TASK — Once you find the line that contains "Target: white protest placard", write out that line and every line after it to the end of the records, exactly and with nothing else.

[Data records]
┌────────

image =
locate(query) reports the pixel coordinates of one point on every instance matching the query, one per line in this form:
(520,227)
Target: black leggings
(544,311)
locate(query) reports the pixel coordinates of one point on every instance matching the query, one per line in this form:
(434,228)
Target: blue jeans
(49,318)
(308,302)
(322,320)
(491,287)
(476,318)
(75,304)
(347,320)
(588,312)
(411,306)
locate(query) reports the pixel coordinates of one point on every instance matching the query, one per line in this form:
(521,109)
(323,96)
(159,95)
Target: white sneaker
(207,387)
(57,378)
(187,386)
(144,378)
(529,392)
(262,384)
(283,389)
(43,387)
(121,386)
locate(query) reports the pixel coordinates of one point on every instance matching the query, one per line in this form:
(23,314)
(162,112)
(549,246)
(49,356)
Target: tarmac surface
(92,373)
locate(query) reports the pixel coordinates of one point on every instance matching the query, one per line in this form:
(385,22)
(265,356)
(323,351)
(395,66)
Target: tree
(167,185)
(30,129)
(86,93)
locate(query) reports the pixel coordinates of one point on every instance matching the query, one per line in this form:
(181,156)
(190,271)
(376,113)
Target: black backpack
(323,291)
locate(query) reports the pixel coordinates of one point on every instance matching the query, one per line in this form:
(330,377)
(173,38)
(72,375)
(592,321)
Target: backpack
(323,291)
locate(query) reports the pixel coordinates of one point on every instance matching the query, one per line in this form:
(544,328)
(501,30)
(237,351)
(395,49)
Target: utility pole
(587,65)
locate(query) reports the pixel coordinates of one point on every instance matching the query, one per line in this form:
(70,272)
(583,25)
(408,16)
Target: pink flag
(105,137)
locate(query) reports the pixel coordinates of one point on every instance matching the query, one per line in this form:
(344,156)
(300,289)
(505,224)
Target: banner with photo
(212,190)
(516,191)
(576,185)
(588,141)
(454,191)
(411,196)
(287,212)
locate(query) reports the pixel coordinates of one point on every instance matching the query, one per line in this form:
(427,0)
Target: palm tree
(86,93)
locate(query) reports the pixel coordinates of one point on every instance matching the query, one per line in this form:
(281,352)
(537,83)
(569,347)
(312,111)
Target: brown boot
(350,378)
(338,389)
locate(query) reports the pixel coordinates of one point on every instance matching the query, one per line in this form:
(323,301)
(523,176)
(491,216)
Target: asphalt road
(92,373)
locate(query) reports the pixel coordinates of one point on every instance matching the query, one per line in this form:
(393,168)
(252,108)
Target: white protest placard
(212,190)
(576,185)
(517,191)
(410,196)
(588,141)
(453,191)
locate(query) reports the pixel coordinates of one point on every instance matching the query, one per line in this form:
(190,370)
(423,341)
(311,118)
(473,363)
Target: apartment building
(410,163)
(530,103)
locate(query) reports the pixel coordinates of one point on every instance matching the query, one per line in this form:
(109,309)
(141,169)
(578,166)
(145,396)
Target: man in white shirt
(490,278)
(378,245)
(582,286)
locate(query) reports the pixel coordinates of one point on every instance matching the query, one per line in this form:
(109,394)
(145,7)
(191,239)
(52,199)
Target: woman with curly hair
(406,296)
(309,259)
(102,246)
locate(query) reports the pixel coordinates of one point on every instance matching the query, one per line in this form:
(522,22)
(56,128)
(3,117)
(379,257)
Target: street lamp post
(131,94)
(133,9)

└────────

RESPONSE AREA —
Target: white protest placard
(212,190)
(576,185)
(517,191)
(410,196)
(588,141)
(453,191)
locate(query) reports the pixel coordinates of one point on every instance matching the query, one per line in this form:
(190,370)
(423,341)
(311,118)
(473,363)
Target: apartment building
(410,163)
(530,103)
locate(query) reports the pixel coordinates of one point on every instance matching the query, one per line in this form:
(109,309)
(141,169)
(578,166)
(145,396)
Target: man in white shirt
(490,278)
(378,245)
(582,286)
locate(query) reports the pixel coordinates of one point on every instance matching the query, one per line in this form:
(109,394)
(145,7)
(191,239)
(52,199)
Target: woman with curly hair
(406,296)
(309,259)
(102,246)
locate(query) reports the pixel coordinates of one point on every instance matching the query, one per line in this form:
(522,22)
(56,128)
(3,117)
(379,257)
Target: street lamp post
(131,94)
(133,9)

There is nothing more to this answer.